Text shown:
========

Between 1854 and 1928, 105,742 internments took place at Undercliffe, but by then its use was in decline. The cemetery company eventually went into liquidation in 1977. During the next few years there was growing concern over the condition of the site and the Friends of Undercliffe Cemetery was formed. After considerable pressure, Bradford Council purchased the site in 1984, declared it a conservation area and sponsored a two year restoration programme. In 1985 a new cemetery company was formed and has since become the Undercliffe Cemetery Charity. Unlike St James’ though, plots remain available — you can still be buried in Undercliffe.
This high up the air is bracing and even when the atmosphere is thick, you can see some for distance. Lines of dark yellow Yorkshire stone terraces step-climb the hills in all directions in neat, slanting rows. In the valleys, the flat grey retail sheds that replaced the mills are themselves now often empty. The sweeping main promenade through the graveyard is as dramatic as its designers intended, flanked on both sides by towering graves. Whereas St James’ is sparse, Undercliffe remains dense. A forest of obelisks, urns and crosses, trying to outdo each other in reaching upwards to the sky. Unlike churchyards where rich and poor were buried side by side, the ability to pay governed the site of a grave in Undercliffe. Plots near the promenade were the most expensive. We may be equal in death but not in memoriam.
As to be expected in a city built on wool, textile makers and merchants have some of the largest graves, including the muscular Egyptian-style Illingworth monument, still guarded by two mini sphinxes and a carved Ra — a reminder that so much of this seeming ancientness was an affectation. Age gives it an elegance, but despite the quality, most of it was pretty basic following of fashion: a smattering of Celtic and Roman, Egyptian and Greek. Fashion always changes though, and now we’ve come a long way from even the rich having such elaborate graves. Many question if we want money to be spent after death on a chunk of marble with our name carved in it. At least back then there was more variety. From the dandyish foliage, fruit and swirls of the Behrens monument, to the solemn, almost modernist, column of architect William Mawson’s grave. Mawson was the co-designer of local landmarks like Bradford Town Hall, the Wool Exchange and Saltaire Congregational Chapel. Also buried here is Miles Moulson, whose firm built large portions of the famous village of Saltaire, and Joseph Smith, the agent who bought the land for Titus Salt that Saltaire would be built on. Salt himself was one of the sponsors of this cemetery. A full circle of the dead who built Bradford.

========

Dataset:
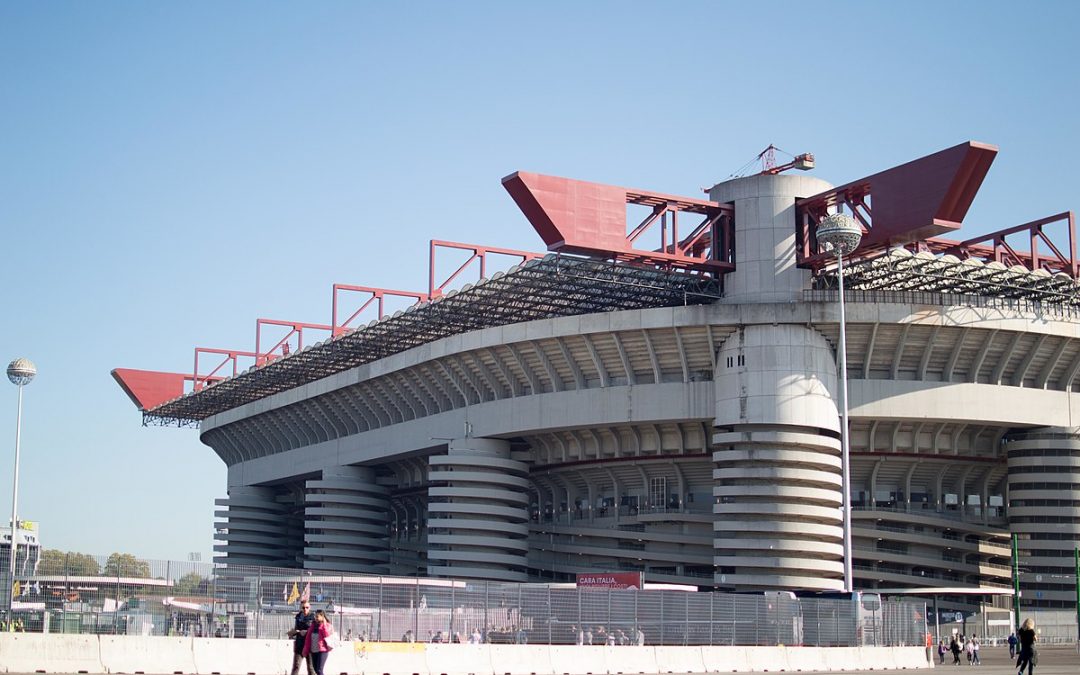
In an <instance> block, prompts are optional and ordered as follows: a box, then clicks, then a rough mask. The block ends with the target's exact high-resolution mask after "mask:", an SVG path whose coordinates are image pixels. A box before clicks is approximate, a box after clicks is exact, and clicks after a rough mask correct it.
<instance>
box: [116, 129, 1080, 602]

========

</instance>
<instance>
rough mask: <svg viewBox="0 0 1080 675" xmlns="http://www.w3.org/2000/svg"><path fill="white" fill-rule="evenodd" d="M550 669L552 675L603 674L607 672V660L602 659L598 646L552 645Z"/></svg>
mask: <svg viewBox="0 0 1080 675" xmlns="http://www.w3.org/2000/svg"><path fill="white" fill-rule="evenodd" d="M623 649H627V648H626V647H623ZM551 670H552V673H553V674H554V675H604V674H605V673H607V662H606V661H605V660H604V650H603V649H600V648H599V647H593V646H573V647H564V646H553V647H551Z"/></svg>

========

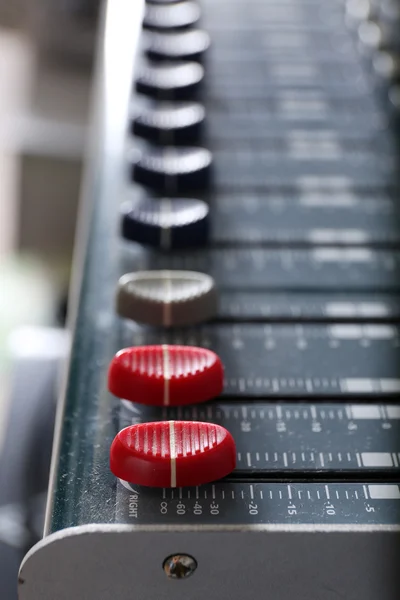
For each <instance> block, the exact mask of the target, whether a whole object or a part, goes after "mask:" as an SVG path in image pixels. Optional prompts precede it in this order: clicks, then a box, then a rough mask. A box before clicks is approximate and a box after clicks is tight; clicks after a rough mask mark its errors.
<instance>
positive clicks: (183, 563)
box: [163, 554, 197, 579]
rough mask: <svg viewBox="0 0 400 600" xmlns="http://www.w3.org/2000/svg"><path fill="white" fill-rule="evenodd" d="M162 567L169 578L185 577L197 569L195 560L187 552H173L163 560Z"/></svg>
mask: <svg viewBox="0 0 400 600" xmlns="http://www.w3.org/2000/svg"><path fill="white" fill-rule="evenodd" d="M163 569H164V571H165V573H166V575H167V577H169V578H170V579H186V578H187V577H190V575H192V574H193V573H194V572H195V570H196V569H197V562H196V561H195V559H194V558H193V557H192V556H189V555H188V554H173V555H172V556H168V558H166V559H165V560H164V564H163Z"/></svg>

========

Brief 1:
Answer these questions using the text about Undercliffe Cemetery:
(a) In what year did Bradford Council purchase the cemetery site?
(b) Which plots in Undercliffe were the most expensive?
(c) Who was the agent who bought the land for Titus Salt that Saltaire would be built on?
Brief 2: Extend the text about Undercliffe Cemetery, picking up after its final sentence.
The records were taken from a source separate from the text about Undercliffe Cemetery.

Answer section 1:
(a) 1984
(b) The plots near the promenade
(c) Joseph Smith

Answer section 2:
All the symbolic codes of these graves were once familiar to anyone walking past, and now they’re obscure. After only a handful of generations, we need a translation to understand much of it. Along with the more familiar crosses and slabs, there are veiled urns and weeping willows carved in stone. Cylinders, pillars, pediments. Prancing horses and clasping hands. As well as our lost understanding of these symbols, the information in English, despite best efforts, gets lost too. Letters worn. Texts cracked. Pieces sheared away. Names, even whole stones disappearing under thick, bright green grass. Vines wrap themselves around the needles of obelisks. Armless angels and headless saints. All the decay of course makes it more visually interesting — a fractured saint is more photogenic than a polished one. The enduring appeal of the mysterious ruination.
Old cemeteries such as these are amongst the strangest parks you’ll find. Given most urban areas have plenty of green spaces, why do so many people enjoy spending time in places intended to house the dead and provide for the occasional visit from the connected living? There is of course, the romantic, melancholic notions that such places can spark in us. What better way to contemplate your situation in life than being reminded of its shortness? Indeed, all our folly in trying to make permanent things, especially about ourselves. Such things are even more apparent in graveyards now largely shut down, less tended by relatives and where nature is doing its best to take it all back. Such notions of course are a little ironic when you consider the deeply practical and financial reasons both cemeteries were founded as private, for-profit outfits, mainly to benefit those with money to spare. A forbear of today’s public-private spaces. That said, many of our Victorian public parks themselves were founded in part to sell the big houses around them. Anything which looks old we can find all too easy to separate from its often practical, even cynical, origins by virtue of the grace that the passing of time gives.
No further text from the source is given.